● **TASK STATEMENT**
List every Finnish word the forum thread below weighs as a way to address the woman in the question about smoking.

● **PASSAGE TO READ**
# Nainen, tupakoitko sinä?



## Russianer

A phrase: 
Lady, do you smoke?

Is it possible to say:
*Nainen, sinä tupakoi?
*or:*
Nainen, sinä tupakoitsee?
*(??)


----------



## DrWatson

Russianer said:


> A phrase:
> Lady, do you smoke?
> 
> Is it possible to say:
> *Nainen, sinä tupakoi? *
> or:*
> Nainen, sinä tupakoitsee? *
> (??)


Lady, do you smoke? = *(Nainen)/Neiti, tupakoitko sinä?* ('Ты куришь?') or *(Nainen)/Neiti, tupakoitteko te?* ('Вы курите?')
By the way, calling someone *nainen* is not very polite. *Neiti* is acceptable but even that is quite old-fashioned, maybe even out-of-date.


----------



## Nikolaos_Kandidatos

Russianer said:


> A phrase:
> Lady, do you smoke?
> 
> Is it possible to say:
> *Nainen, sinä tupakoi?
> *or:*
> Nainen, sinä tupakoitsee?
> *(??)



No, neither are correct - firstly, the verb we use is tupakoida, so that rules the second phrase out. Secondly, the polite form of address "lady, госпожа" is "rouva", not _nainen _(женщина).

Fourthly, in Finnish questions are marked in a way different from Russian. I imagine a Russian would say "Госпожа, вы курите?", which uses prosody (intonation patterns) to encode the function of questioning. In Finnish, you use morphology instead of prosody: the -ko/kö clitic (corresponding to Russian ли) is added to the word being questioned (in this case the verb). Also, the order of words is different: the word being questioned is moved to the beginning of the sentence.

So what I would ask is: "Rouva, tupakoitteko te?", which is pretty much the same structurally as "Госпожа, курите ли вы"?

edit: so yes the same morphology is available in Russian too, only in Finnish the first option (prosody only) is not available


----------



## Russianer

Kiitos!
Thank you!
Cпасибо! ))


----------

● **RECORDED INFORMATION**
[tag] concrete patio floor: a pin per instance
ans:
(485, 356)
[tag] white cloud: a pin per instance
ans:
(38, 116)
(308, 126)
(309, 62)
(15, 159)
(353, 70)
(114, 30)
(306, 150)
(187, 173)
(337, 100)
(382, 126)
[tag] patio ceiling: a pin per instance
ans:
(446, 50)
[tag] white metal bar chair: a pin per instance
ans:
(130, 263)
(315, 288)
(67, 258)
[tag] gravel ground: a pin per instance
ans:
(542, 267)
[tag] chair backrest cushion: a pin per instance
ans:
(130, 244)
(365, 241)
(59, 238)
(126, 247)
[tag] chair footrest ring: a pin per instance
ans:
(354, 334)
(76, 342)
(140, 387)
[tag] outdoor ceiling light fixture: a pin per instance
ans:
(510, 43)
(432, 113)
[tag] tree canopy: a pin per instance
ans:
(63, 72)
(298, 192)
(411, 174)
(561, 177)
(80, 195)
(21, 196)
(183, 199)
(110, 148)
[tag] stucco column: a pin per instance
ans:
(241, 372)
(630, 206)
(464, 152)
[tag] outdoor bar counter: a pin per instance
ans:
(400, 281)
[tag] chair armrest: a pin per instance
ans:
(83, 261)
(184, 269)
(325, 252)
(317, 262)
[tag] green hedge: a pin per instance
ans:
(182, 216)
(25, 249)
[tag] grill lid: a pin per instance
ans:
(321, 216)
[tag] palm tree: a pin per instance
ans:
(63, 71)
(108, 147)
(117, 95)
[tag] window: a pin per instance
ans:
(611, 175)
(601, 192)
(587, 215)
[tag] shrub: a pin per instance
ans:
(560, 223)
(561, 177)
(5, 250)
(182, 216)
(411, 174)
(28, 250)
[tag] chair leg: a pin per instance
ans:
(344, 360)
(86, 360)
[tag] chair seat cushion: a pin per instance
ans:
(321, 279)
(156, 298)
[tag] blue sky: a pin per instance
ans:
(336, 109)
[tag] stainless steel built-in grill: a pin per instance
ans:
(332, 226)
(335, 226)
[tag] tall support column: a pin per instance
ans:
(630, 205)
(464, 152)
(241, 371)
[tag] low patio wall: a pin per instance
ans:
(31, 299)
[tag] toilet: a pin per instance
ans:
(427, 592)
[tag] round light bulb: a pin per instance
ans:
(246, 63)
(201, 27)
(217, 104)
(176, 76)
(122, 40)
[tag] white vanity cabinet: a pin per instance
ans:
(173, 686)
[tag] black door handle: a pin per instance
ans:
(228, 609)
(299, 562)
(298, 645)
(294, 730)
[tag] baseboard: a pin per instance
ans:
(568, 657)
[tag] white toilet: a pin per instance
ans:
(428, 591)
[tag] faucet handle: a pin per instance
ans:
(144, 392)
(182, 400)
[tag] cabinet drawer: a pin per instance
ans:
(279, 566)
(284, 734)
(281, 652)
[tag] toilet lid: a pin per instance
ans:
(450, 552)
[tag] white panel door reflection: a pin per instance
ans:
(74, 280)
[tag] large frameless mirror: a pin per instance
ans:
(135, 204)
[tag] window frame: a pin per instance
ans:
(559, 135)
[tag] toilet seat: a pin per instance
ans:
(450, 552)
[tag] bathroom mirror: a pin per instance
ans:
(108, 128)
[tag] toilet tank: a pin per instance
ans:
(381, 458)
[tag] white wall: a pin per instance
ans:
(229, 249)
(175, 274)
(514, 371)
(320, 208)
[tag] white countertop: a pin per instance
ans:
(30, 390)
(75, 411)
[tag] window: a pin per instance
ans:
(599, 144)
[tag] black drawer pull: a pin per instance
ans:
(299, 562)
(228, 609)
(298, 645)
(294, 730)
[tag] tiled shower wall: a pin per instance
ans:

● **TASK SOLUTION**
nainen, neiti, rouva